* _WORK INSTRUCTIONS_
How many rows below contain the word "leaf"? Reply with the number alone.
——————————
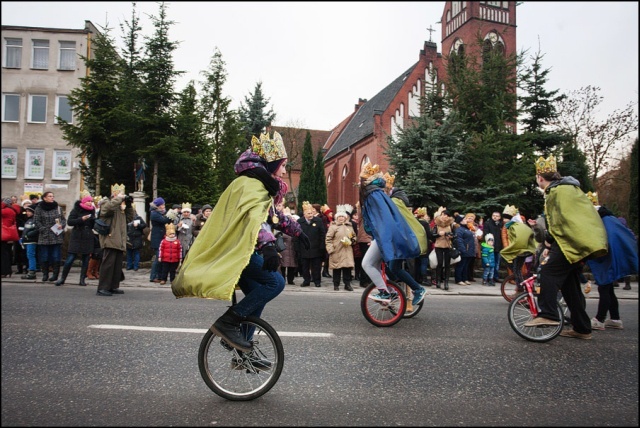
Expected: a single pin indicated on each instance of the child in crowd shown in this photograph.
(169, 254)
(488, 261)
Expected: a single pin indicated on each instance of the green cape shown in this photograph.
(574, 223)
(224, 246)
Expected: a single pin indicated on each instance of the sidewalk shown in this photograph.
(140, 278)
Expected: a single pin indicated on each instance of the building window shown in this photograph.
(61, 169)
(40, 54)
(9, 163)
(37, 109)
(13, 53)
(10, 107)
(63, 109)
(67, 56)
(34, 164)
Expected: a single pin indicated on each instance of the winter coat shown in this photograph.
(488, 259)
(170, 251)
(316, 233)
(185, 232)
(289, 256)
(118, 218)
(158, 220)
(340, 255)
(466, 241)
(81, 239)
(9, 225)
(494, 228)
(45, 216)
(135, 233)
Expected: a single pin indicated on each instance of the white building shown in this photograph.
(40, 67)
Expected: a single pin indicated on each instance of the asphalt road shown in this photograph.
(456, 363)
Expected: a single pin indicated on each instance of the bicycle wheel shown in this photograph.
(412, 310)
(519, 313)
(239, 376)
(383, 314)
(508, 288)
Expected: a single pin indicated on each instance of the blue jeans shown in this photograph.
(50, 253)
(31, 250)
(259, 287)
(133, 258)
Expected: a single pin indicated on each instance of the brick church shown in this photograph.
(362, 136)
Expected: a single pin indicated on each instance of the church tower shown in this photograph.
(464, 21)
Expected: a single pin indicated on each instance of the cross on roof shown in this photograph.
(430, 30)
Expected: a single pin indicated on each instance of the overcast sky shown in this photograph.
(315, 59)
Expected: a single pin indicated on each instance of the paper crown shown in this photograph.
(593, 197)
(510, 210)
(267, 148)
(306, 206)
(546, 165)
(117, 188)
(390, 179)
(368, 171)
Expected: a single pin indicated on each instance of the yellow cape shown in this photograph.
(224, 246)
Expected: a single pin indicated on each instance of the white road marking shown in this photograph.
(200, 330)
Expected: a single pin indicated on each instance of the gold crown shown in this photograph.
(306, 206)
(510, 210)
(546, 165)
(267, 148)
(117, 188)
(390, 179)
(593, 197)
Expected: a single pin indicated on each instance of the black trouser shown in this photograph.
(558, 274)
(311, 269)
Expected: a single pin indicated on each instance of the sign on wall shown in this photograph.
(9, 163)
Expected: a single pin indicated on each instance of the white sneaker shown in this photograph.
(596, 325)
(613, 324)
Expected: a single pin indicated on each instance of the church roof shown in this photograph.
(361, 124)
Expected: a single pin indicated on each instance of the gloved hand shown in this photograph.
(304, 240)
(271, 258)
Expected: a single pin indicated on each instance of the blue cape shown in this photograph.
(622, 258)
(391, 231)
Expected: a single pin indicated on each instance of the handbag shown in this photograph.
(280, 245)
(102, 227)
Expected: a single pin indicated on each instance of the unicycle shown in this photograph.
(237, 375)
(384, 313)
——————————
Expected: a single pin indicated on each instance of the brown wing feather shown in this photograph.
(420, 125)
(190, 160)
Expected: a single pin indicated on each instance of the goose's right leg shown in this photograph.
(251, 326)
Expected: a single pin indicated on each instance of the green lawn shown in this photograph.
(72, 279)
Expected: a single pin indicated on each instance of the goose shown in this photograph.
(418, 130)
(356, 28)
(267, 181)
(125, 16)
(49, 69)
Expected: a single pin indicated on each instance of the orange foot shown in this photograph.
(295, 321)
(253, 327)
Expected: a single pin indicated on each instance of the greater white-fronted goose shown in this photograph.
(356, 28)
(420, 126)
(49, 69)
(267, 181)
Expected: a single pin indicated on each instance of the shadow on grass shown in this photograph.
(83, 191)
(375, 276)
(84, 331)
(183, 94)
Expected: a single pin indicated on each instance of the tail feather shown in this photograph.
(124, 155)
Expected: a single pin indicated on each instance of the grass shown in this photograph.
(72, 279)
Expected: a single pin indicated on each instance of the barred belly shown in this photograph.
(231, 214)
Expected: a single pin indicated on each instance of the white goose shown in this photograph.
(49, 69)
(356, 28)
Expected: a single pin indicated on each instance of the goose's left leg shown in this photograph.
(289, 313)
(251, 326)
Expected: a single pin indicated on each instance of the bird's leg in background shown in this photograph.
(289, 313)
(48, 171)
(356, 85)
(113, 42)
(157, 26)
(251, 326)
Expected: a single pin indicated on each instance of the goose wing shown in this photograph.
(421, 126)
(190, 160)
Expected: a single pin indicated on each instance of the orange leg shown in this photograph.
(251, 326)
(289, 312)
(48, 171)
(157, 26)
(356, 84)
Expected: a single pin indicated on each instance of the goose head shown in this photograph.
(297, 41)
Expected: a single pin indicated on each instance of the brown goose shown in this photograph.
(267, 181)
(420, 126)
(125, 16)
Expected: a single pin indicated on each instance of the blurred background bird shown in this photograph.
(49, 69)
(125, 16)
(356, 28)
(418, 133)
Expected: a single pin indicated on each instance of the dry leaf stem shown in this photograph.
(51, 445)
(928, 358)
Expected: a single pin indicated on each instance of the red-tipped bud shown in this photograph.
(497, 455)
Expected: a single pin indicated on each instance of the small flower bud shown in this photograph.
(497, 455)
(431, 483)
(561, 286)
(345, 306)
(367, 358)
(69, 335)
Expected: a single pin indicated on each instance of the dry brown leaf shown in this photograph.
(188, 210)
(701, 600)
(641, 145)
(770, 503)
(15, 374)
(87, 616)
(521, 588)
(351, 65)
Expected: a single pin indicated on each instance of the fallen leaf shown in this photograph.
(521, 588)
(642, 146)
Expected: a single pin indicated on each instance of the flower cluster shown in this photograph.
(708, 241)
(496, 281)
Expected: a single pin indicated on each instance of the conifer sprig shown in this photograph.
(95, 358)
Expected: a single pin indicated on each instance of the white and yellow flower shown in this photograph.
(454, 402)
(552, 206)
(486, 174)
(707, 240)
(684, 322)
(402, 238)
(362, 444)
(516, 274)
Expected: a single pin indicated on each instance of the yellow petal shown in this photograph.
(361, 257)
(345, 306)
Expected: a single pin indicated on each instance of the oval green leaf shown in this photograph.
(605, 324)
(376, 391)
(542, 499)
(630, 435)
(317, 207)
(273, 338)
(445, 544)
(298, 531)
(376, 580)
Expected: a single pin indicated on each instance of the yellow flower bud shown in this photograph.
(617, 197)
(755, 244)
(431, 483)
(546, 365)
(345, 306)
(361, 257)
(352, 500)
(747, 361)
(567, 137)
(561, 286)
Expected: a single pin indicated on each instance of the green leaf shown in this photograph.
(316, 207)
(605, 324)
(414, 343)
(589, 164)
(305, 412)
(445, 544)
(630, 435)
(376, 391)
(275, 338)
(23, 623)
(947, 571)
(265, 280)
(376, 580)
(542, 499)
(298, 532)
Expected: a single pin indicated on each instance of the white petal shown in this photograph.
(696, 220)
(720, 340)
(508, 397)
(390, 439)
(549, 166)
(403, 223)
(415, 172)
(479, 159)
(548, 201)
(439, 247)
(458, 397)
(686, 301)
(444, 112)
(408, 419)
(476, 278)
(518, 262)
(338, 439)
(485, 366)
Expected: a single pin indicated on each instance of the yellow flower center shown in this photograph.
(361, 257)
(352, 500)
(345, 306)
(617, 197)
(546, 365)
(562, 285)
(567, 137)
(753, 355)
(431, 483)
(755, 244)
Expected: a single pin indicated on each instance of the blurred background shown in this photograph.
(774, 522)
——————————
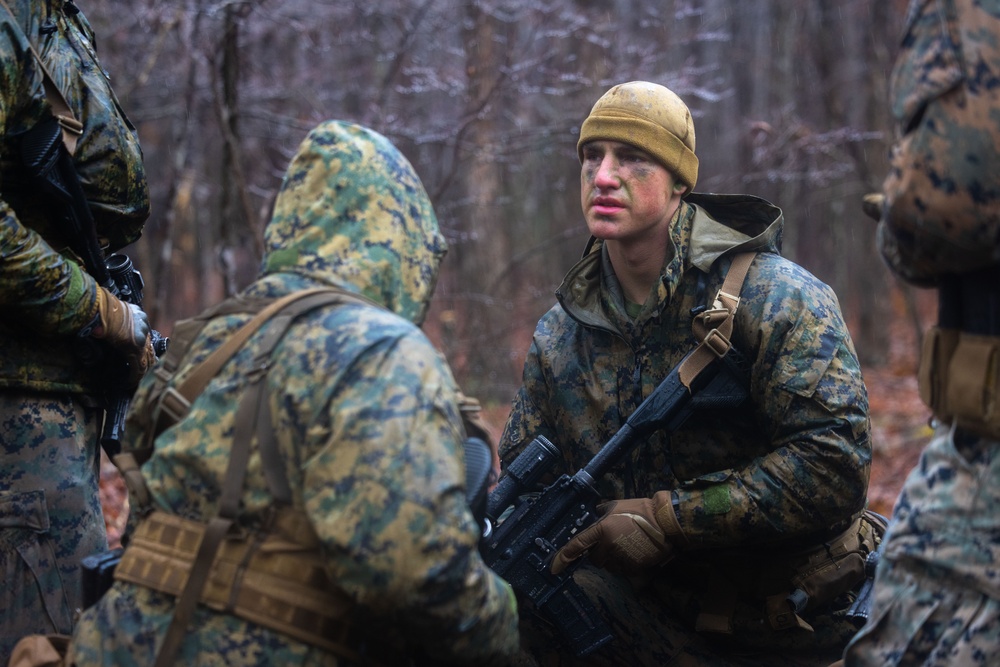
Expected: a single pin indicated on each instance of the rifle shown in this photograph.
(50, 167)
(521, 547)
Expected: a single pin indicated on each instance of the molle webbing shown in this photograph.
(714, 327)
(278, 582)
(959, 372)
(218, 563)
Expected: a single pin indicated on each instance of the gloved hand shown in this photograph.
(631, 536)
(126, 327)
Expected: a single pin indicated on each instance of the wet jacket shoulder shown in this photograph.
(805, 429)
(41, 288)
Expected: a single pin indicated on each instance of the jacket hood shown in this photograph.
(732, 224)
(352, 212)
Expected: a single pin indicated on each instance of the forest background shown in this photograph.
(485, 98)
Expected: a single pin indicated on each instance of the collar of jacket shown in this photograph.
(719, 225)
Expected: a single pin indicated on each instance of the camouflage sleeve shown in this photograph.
——————————
* _RESPONSE TO THE EXERCISE_
5